◆ THE EXERCISE ◆
The output should consist solely of the line containing "For each instance of the green tree" and the lines that follow it through the end of the data below.

Items from a data source
----

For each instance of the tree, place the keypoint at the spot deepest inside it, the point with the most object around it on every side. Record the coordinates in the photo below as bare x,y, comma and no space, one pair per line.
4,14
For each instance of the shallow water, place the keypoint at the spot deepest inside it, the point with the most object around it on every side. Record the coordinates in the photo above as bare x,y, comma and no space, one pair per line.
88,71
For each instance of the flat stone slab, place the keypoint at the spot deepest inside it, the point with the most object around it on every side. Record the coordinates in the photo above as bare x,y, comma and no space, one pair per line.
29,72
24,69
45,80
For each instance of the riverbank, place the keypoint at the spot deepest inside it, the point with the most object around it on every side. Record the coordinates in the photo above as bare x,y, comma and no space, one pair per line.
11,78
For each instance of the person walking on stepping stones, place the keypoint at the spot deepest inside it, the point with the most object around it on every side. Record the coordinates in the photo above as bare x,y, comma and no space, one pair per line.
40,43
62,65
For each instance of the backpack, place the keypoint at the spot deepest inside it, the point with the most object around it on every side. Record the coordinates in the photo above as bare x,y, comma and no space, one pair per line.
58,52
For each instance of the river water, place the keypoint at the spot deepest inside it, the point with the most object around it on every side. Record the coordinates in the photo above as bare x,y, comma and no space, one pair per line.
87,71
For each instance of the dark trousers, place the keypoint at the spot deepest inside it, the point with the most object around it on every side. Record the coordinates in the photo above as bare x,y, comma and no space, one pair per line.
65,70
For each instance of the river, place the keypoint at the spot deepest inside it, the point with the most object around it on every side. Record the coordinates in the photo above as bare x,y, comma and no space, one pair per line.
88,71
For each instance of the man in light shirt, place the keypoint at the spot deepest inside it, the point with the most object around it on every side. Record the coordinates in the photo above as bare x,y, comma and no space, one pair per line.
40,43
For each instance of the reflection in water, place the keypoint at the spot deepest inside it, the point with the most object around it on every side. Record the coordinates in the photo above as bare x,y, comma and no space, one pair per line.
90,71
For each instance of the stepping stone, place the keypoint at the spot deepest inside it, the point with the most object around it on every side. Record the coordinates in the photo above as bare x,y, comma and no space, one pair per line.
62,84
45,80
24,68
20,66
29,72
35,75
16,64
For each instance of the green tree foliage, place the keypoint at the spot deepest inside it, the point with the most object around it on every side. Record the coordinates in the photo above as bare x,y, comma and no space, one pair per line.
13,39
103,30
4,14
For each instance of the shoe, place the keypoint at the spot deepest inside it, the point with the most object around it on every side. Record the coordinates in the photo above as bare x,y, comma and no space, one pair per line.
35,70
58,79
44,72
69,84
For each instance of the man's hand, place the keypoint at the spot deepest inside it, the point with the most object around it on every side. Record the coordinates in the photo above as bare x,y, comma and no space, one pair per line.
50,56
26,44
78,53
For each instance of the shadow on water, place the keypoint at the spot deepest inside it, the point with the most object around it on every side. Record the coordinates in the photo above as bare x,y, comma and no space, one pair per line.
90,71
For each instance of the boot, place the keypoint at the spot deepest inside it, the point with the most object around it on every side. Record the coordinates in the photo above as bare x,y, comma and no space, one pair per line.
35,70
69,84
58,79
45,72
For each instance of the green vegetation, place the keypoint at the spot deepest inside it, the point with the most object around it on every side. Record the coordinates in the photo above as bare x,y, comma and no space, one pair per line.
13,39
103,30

----

◆ RESULT OF THIS EXERCISE ◆
For each instance of the green tree foliage, place the keypoint at the spot deepest inside it, the point with the most object around it on every side. Record the coordinates in the photo above as bare x,y, comma and no space, one pair per line.
13,39
103,30
4,14
For each instance of the shoe, place the keypoint at the spot deepest inside it, the point with the most object around it on every side. Record the coordinates in the photo above as bare x,y, comma and no space, one pair per line.
35,70
58,79
44,72
69,84
For each instance of the man's hand, place the keypoint at the spot deepest inside it, the point with the most object around it on every side. Record the coordinates in the photo above as bare x,y, comma and no space, one pair per line.
50,56
26,44
78,53
For each instance of the shadow on water, place the keypoint at the spot deepest inside it, the point with the most object around it on every side. Record the coordinates in the photo above as bare x,y, comma and no space, one pair per line.
90,71
For each instance of the boot, place the keypoint at the spot deepest inside it, the point with the most object around it on every side. Record the coordinates in the photo above as bare x,y, comma and no space, one pair per line.
35,70
69,84
58,79
45,72
For each instance of the green vegetation, place the keypoint at the spot deepest inside it, the point with the most object around it on every side. Record the coordinates in the photo above as bare x,y, comma and no space, one pair per line.
13,39
103,30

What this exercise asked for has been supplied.